> Problem to work on:
Render the lines of these records as a numbered list, leaving out any blank lines.

Excerpts of pointing data
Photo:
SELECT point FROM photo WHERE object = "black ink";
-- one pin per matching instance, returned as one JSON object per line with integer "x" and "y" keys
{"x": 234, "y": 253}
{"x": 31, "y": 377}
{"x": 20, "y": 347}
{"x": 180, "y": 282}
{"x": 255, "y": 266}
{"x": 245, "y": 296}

> Exercise output:
1. Photo:
2. SELECT point FROM photo WHERE object = "black ink";
3. -- one pin per matching instance, returned as one JSON object per line with integer "x" and "y" keys
4. {"x": 234, "y": 253}
5. {"x": 31, "y": 377}
6. {"x": 20, "y": 347}
7. {"x": 180, "y": 282}
8. {"x": 255, "y": 266}
9. {"x": 245, "y": 296}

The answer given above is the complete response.